While we're on the subject of work requests. I've been thinking about ways to improve my level of service to my clients at the office. I want to be able to anticipate what they need, before they ask. Because The Customer is king. The Customer is always right. So I think my first response to any work request should be: "Do you want fries with that?"

The Man: "I need this right away, it's very urgent that you review this by COB today"

Me: "Do you want fries with that?"

I end with (who else) Bobby Brown and his Gumby fade. And check out those tight lycra shorts.

Thursday, August 9, 2007

Talk to the hand

Don’t talk to me about leaded paint on toys. Or tainted pet food or fish fed on antibiotics or antifreeze toothpaste. Whatever you, farang, are getting out there, we’re getting it 100 times worse here, where there is probably zero testing (or whatever testing there is ends up being wiped out by corruption) and zero collective consumer activism (or whatever activism there is meets with brutal repression). You worried about pet food? Here, we worry about our pets ending up as food. I feel bad for you about the crap lining your Wal-Mart shelves, but that shite is a daily reality here from the moment we turn on the faucet in the morning.

INFORMATION SHOWN
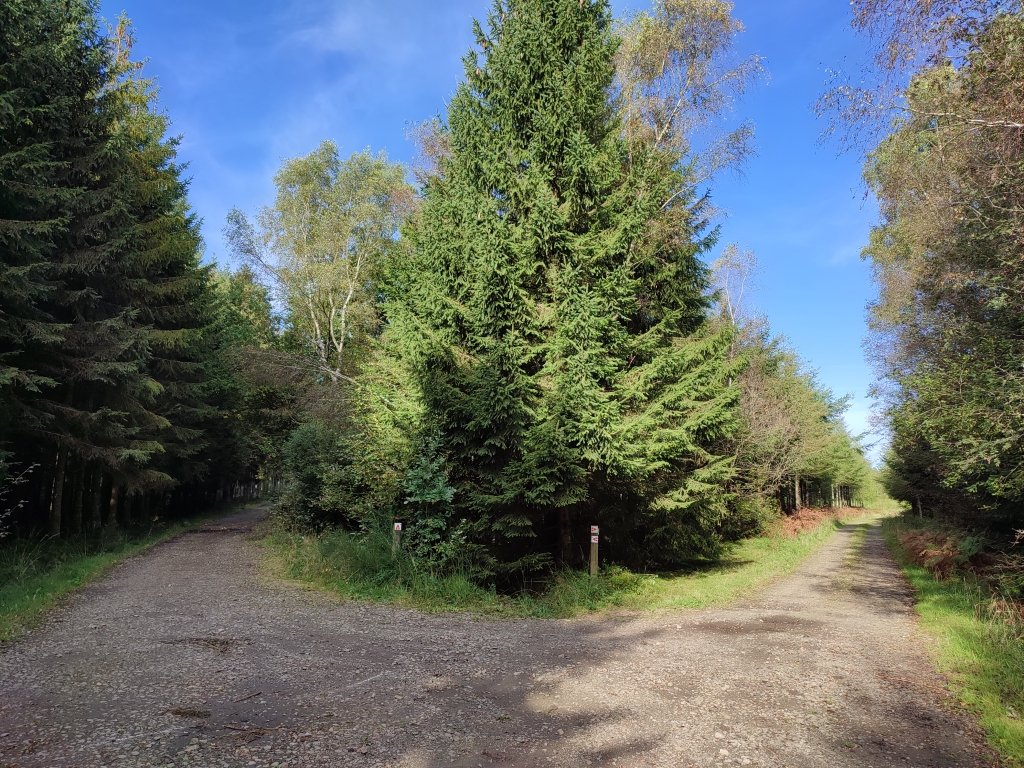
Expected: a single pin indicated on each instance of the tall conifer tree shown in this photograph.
(556, 331)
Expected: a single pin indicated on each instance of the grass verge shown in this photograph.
(36, 574)
(363, 568)
(980, 644)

DIRECTIONS
From the blog post, copy the part from "Talk to the" to "in the morning." word for word.

ANSWER TO THIS TASK
Talk to the hand

Don’t talk to me about leaded paint on toys. Or tainted pet food or fish fed on antibiotics or antifreeze toothpaste. Whatever you, farang, are getting out there, we’re getting it 100 times worse here, where there is probably zero testing (or whatever testing there is ends up being wiped out by corruption) and zero collective consumer activism (or whatever activism there is meets with brutal repression). You worried about pet food? Here, we worry about our pets ending up as food. I feel bad for you about the crap lining your Wal-Mart shelves, but that shite is a daily reality here from the moment we turn on the faucet in the morning.